DATASET =
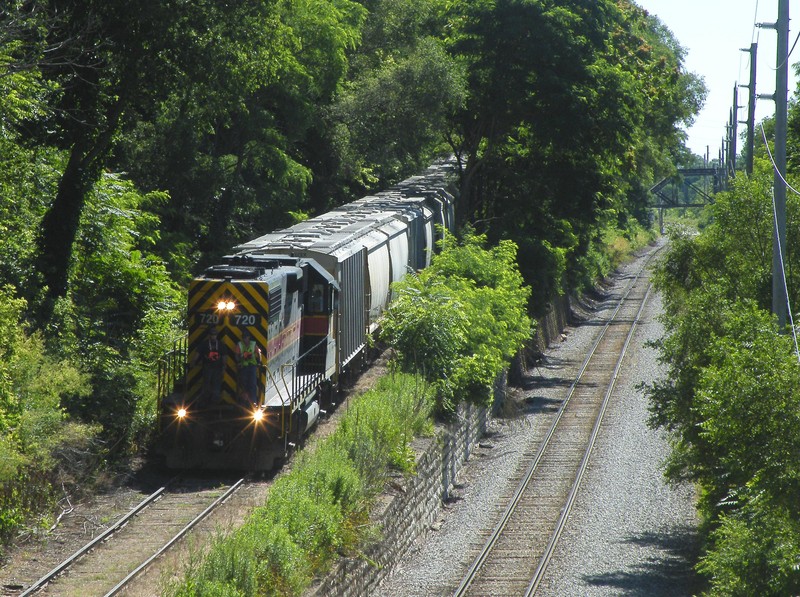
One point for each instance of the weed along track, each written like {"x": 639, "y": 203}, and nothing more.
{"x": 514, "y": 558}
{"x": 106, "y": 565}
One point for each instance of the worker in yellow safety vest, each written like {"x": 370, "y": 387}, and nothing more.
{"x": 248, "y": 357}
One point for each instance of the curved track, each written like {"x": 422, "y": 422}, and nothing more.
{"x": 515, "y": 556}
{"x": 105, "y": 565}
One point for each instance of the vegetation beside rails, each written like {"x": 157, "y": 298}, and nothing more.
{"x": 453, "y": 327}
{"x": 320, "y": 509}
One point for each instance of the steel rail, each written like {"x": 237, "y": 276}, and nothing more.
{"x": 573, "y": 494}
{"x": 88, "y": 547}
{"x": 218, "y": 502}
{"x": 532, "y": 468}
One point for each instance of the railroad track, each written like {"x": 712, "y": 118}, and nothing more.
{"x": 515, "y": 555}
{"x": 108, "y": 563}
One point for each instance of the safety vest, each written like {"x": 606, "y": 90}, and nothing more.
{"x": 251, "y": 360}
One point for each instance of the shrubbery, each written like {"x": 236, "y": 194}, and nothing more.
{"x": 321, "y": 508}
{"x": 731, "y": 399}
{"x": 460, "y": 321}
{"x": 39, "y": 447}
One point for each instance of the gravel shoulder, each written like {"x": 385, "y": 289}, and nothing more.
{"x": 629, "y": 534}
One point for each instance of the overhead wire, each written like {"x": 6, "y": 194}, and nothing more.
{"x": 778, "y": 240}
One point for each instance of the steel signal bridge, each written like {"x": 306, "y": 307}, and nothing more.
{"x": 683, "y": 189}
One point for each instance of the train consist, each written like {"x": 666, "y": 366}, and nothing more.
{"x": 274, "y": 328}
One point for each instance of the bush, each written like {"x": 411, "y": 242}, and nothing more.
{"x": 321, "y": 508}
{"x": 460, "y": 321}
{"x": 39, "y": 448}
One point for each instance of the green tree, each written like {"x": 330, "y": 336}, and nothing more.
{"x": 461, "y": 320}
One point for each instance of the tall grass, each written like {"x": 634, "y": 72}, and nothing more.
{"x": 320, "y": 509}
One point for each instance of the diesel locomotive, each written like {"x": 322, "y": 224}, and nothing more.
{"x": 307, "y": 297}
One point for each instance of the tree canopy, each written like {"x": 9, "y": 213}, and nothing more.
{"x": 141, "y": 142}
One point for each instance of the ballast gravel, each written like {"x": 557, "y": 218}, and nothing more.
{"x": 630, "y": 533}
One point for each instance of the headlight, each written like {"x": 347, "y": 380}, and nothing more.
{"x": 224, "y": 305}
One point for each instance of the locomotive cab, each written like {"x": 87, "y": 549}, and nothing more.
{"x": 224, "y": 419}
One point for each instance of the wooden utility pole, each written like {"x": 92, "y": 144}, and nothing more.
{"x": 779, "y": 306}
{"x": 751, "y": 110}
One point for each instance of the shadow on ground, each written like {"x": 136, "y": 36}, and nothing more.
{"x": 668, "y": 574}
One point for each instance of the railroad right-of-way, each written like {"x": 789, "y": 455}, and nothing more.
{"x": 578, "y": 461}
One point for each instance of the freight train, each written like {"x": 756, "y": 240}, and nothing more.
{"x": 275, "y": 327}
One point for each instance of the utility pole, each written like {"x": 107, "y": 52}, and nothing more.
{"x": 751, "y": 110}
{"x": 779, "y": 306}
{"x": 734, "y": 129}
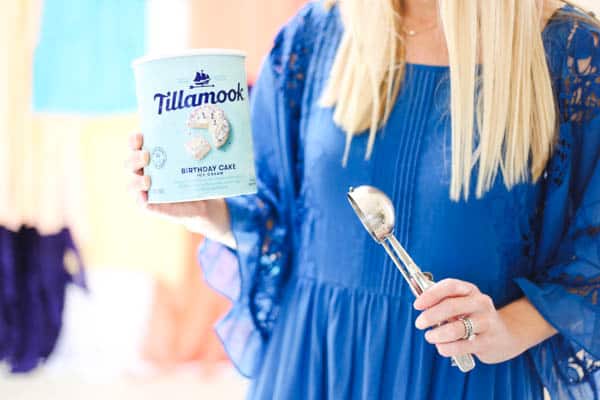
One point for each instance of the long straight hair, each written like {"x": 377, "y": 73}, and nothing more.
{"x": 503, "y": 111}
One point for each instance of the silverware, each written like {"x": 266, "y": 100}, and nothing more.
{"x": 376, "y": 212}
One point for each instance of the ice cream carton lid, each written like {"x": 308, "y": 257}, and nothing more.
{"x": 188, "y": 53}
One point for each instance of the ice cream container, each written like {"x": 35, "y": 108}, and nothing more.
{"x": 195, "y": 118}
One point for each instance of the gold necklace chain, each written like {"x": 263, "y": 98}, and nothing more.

==

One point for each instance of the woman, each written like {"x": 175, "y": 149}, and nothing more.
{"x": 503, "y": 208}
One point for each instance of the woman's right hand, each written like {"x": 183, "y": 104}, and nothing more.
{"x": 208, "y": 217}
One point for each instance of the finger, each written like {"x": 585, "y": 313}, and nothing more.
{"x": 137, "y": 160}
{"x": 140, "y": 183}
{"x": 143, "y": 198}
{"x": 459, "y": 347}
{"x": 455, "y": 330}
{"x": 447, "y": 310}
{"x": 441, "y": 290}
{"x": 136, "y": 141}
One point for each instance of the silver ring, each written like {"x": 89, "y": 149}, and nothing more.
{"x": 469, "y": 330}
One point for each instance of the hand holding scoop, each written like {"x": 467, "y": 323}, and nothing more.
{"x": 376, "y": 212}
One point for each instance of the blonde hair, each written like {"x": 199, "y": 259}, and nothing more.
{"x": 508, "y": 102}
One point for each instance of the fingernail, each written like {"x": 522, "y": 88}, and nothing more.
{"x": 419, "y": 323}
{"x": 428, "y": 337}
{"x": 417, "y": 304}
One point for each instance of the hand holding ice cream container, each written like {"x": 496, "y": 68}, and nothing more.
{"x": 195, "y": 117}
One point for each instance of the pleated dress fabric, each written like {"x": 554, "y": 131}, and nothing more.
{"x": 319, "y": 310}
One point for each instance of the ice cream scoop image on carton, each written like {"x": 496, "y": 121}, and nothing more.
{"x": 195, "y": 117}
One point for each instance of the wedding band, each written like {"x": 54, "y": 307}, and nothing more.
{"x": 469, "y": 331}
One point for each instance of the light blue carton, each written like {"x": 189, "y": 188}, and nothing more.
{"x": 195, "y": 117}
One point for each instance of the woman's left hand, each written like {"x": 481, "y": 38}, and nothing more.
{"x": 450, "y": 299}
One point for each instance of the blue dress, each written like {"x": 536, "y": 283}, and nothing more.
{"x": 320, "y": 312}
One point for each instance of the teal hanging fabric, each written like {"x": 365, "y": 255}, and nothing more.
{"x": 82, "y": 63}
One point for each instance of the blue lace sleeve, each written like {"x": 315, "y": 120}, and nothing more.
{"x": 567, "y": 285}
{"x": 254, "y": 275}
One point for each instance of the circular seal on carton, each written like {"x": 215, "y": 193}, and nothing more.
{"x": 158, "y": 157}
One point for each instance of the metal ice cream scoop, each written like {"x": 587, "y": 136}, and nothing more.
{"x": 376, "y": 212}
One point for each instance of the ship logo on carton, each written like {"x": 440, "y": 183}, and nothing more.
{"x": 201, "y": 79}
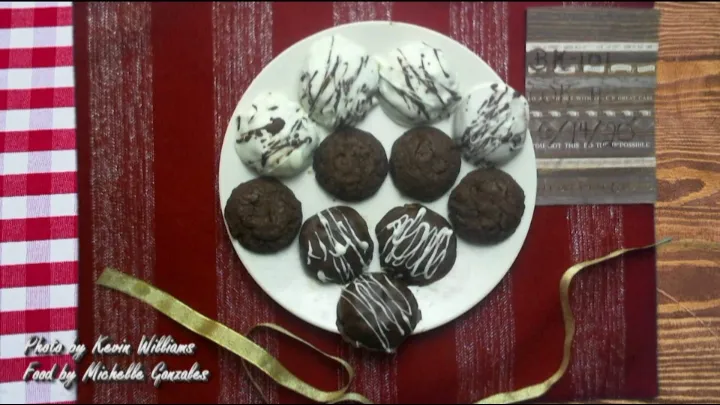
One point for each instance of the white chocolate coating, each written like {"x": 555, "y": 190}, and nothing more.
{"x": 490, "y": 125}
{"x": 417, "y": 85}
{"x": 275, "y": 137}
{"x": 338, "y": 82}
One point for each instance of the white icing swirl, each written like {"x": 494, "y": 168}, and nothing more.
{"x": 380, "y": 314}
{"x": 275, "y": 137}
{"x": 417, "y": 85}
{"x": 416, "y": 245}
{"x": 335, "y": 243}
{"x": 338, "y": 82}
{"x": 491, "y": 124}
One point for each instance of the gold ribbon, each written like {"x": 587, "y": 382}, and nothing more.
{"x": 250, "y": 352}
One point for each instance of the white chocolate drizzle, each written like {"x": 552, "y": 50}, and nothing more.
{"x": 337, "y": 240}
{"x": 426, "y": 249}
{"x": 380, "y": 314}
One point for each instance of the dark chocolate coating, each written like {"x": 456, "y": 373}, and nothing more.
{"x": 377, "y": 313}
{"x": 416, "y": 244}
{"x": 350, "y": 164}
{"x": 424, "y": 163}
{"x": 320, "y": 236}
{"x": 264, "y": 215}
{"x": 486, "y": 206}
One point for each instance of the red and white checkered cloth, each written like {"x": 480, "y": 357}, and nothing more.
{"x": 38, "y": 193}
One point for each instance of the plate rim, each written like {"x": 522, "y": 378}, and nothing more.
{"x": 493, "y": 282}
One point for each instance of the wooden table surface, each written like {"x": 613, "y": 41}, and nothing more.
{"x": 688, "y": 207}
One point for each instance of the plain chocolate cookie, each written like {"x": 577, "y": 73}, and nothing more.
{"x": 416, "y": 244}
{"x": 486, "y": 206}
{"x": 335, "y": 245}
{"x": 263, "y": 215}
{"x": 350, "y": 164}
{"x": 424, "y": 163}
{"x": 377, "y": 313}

WHAT YOU NEED TO DO = Find every line in the items that contains the word "gravel" and copy each one out in full.

RESULT =
One point for each instance of the gravel shoulder, each written like {"x": 385, "y": 289}, and nothing more.
One point for each instance of the ballast gravel, each written like {"x": 557, "y": 218}, and nothing more.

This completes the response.